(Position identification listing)

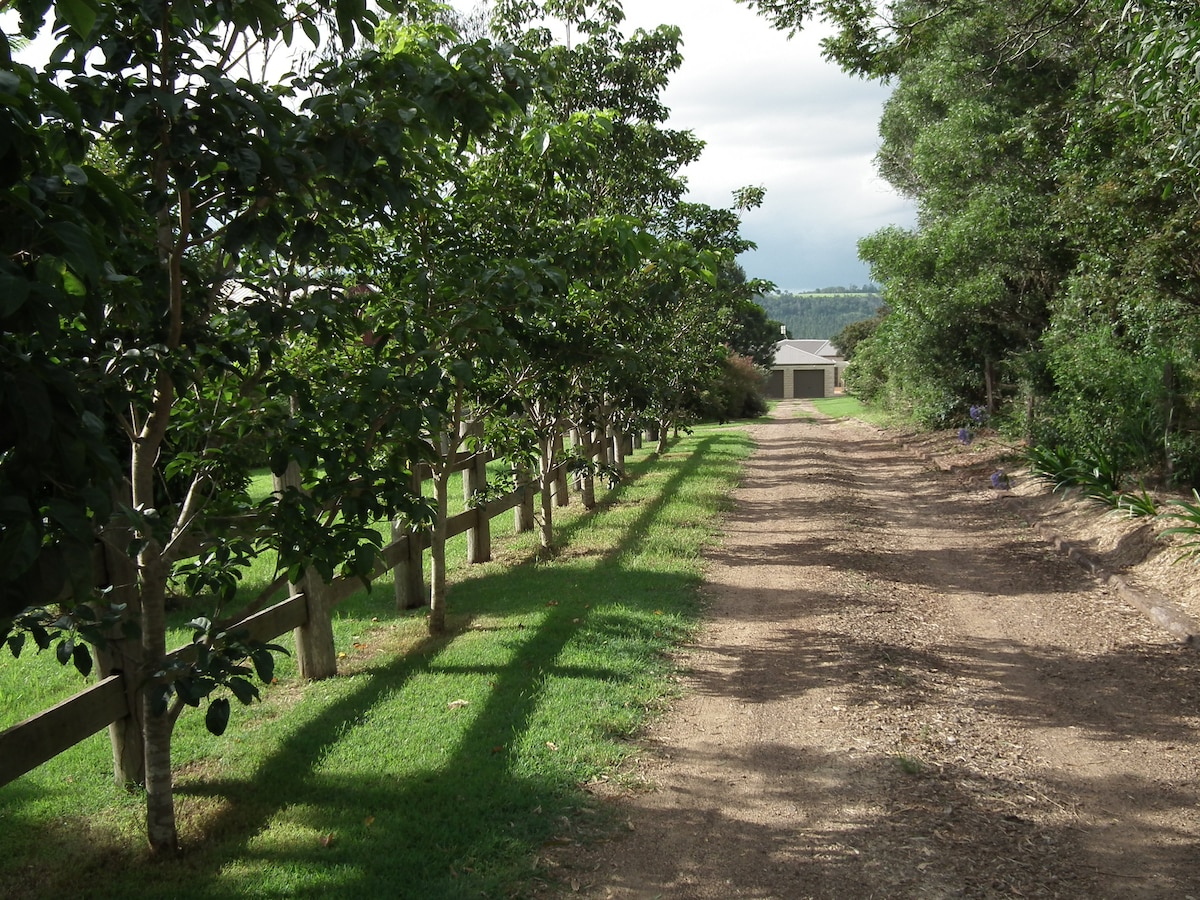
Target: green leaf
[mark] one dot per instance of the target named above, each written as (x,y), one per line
(244,690)
(79,15)
(82,659)
(264,665)
(216,717)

WHAT TO WORK ON:
Convert the listing above into a two-column CSV headed "prompt" and "points," with one row per item: put its text in the first column and its answer in the second. Quote each field, replace line breaks with spaces, and leave out the pictures.

ANSWER FOR THIS EXERCISE:
prompt,points
"Target: green leaf [mark] one dot per instance of the target named above, each written as (x,y), one per line","(244,690) (79,15) (82,659) (264,665) (216,717)"